⟨

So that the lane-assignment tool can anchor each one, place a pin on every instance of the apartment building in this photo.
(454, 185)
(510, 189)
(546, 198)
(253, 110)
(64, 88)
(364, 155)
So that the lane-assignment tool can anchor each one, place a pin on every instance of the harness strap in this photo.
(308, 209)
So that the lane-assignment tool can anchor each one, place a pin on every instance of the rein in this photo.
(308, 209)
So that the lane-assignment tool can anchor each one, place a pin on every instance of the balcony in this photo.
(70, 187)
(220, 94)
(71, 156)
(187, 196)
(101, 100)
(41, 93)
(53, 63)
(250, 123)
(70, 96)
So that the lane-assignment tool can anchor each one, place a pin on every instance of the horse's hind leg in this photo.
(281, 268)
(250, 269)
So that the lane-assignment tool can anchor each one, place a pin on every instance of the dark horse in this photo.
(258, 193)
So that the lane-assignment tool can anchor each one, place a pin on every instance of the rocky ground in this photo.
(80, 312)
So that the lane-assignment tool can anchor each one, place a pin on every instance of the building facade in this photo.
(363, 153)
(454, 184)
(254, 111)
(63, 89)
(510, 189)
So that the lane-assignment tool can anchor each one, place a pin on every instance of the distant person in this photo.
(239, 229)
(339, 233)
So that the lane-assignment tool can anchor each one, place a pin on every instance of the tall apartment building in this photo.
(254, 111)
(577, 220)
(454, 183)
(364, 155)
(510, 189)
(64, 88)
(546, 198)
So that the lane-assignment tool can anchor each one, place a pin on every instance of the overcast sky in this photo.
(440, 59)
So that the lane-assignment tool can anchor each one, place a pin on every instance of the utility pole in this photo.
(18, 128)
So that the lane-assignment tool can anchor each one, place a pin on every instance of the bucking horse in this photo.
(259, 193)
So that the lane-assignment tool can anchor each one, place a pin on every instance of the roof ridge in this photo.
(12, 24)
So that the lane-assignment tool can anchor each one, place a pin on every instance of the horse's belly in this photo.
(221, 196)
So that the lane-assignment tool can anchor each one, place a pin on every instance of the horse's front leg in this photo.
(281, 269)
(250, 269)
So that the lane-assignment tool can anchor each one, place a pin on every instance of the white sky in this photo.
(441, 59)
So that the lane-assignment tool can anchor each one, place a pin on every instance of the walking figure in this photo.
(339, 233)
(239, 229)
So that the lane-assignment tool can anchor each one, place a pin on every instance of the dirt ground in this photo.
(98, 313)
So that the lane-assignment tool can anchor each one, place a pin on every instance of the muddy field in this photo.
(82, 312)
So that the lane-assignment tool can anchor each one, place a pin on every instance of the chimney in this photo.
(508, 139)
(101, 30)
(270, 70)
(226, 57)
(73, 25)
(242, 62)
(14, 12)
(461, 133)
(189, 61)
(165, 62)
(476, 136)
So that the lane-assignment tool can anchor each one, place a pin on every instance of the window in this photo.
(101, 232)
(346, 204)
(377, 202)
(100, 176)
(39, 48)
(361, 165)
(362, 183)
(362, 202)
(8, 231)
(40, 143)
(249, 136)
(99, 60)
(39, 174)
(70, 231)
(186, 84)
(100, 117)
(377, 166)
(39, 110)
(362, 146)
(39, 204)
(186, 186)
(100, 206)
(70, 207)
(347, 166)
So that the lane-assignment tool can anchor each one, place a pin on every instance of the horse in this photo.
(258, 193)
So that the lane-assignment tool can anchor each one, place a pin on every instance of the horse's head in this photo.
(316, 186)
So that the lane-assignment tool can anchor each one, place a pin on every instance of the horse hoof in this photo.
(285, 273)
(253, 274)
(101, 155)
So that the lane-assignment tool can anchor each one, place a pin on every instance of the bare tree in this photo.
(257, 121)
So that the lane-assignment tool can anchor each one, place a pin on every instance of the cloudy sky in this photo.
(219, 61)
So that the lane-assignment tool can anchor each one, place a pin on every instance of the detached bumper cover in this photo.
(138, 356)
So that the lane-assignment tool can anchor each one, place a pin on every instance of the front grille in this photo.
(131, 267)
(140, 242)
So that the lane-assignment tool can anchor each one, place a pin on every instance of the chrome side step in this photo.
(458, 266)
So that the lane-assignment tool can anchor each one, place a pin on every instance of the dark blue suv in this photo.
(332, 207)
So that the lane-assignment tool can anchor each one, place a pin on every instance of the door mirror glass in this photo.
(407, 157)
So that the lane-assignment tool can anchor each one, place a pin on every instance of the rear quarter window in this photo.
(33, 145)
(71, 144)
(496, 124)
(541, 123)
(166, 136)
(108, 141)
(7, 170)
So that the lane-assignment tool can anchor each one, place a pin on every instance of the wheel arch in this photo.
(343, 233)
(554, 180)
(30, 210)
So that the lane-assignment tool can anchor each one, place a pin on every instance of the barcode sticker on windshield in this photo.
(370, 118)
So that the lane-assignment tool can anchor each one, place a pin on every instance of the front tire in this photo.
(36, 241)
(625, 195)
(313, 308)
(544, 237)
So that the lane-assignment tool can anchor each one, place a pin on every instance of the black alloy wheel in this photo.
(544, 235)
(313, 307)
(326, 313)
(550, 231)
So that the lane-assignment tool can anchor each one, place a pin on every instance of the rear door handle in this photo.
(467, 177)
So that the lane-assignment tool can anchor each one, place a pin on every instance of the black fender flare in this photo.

⟩

* [Exercise directions] Please copy the entire listing, leaving each line exactly as written.

* [Exercise output]
So that the lane-assignment tool can anchor each one, place a pin on every instance of the apartment building in this photo.
(454, 185)
(510, 189)
(546, 198)
(253, 110)
(64, 88)
(364, 155)
So that the lane-assignment tool can anchor each one, place a pin on every instance of the harness strap in this photo.
(308, 209)
So that the lane-assignment tool can anchor each one, place a pin on every instance of the rein in this photo.
(308, 209)
So that the lane-assignment tool can anchor each one, place a pin on every instance of the balcony in this photo.
(70, 187)
(220, 94)
(71, 156)
(187, 196)
(101, 100)
(41, 93)
(53, 63)
(250, 123)
(70, 96)
So that the lane-assignment tool can anchor each one, place a pin on every instance of the horse's hind leg in this photo.
(281, 268)
(250, 269)
So that the lane-assignment tool can anchor each one, place a pin on every instance of the dark horse in this photo.
(258, 193)
So that the lane-assignment tool can anchor each one, place a pin on every instance of the rocky ground in this photo.
(80, 312)
So that the lane-assignment tool can anchor each one, place a pin on every instance of the building facade in this photo.
(363, 153)
(454, 184)
(254, 111)
(63, 89)
(510, 189)
So that the lane-assignment tool can anchor each one, place a pin on every instance of the distant person in this photo.
(239, 229)
(339, 233)
So that the lane-assignment tool can anchor each one, place a pin on every instance of the tall apartment building in this photo.
(254, 111)
(577, 220)
(454, 183)
(364, 155)
(510, 189)
(64, 88)
(546, 198)
So that the lane-assignment tool can anchor each one, place a pin on every instance of the overcast sky in this photo.
(440, 59)
So that the lane-assignment tool can anchor each one, place a pin on every instance of the utility pole in this photo.
(18, 128)
So that the lane-assignment tool can anchor each one, place a pin on every instance of the bucking horse in this photo.
(259, 193)
So that the lane-assignment tool can anchor each one, place a pin on every instance of the roof ridge in this photo.
(12, 24)
So that the lane-assignment tool can anchor each one, place a pin on every instance of the horse's belly in this photo.
(221, 196)
So that the lane-assignment tool can anchor each one, place a pin on every instance of the horse's front leg in this photo.
(281, 269)
(250, 269)
So that the lane-assignment tool can anchor each one, place a pin on every instance of the white sky in this photo.
(441, 59)
So that the lane-assignment tool can anchor each one, place a pin on every instance of the walking figure in this photo.
(339, 233)
(239, 229)
So that the lane-assignment tool can anchor each one, place a pin on every instance of the dirt ground in this photo.
(98, 313)
So that the lane-assignment tool can anchor each one, place a pin on every instance of the muddy field in this photo.
(82, 312)
So that the lane-assignment tool can anchor each one, place a pin on every instance of the chimney in this photo.
(508, 139)
(101, 30)
(270, 70)
(226, 57)
(73, 25)
(242, 62)
(14, 12)
(461, 133)
(189, 61)
(165, 62)
(476, 136)
So that the lane-assignment tool can anchor each one, place a pin on every instance of the window in this photo.
(101, 232)
(346, 204)
(377, 202)
(100, 176)
(39, 48)
(361, 165)
(362, 183)
(362, 202)
(8, 231)
(40, 143)
(249, 136)
(99, 60)
(39, 174)
(70, 231)
(186, 84)
(100, 117)
(377, 166)
(39, 110)
(362, 146)
(39, 204)
(186, 186)
(100, 206)
(70, 207)
(347, 166)
So that the lane-assignment tool can anchor each one, place a pin on every instance of the horse in this photo.
(258, 193)
So that the lane-assignment tool can anchor each one, place a pin on every instance of the horse's head in this photo.
(316, 186)
So that the lane-assignment tool can anchor each one, place a pin on every instance of the horse hoof in this photo.
(285, 273)
(253, 274)
(101, 155)
So that the lane-assignment tool can anchor each one, place a pin on every instance of the bare tree in this photo.
(257, 121)
So that the lane-assignment tool can anchor each one, place a pin on every instance of the cloudy sky in this photo.
(219, 61)
So that the lane-assignment tool can anchor each one, place a pin on every instance of the detached bumper cover in this photo.
(138, 356)
So that the lane-assignment tool can anchor each one, place a pin on every instance of the front grille in this photo.
(131, 267)
(140, 242)
So that the lane-assignment tool can anchor each one, place a pin on every instance of the chrome side step in this photo.
(458, 266)
So that the lane-assignment tool can anchor each one, place a pin on every instance of the dark blue suv in this photo.
(332, 207)
So that the lane-assignment tool can anchor each one, place a pin on every instance of the door mirror glass in this photo.
(407, 157)
So that the lane-assignment tool can anchor each one, place a pin on every instance of the rear quarter window in this photo.
(33, 145)
(71, 144)
(496, 124)
(541, 123)
(166, 136)
(108, 141)
(7, 170)
So that the lane-assignment tool can anchor each one, place a pin on every instance of the wheel arch in this photo.
(343, 233)
(554, 180)
(30, 210)
So that the lane-assignment tool can anchor each one, place a pin on every instance of the barcode sticker on windshield in this photo.
(370, 118)
So that the lane-assignment tool can anchor each one, place a pin on every instance of the front tire in this photo.
(36, 241)
(625, 195)
(313, 308)
(544, 237)
So that the lane-assignment tool can anchor each one, place a pin on every instance of the black alloy wheel in this photo.
(544, 235)
(313, 307)
(326, 313)
(550, 231)
So that the lane-assignment tool can anchor each one, place a pin on every instance of the rear door handle in this photo.
(467, 177)
So that the lane-assignment tool can anchor each one, place a pin on every instance of the black fender flare in this photo.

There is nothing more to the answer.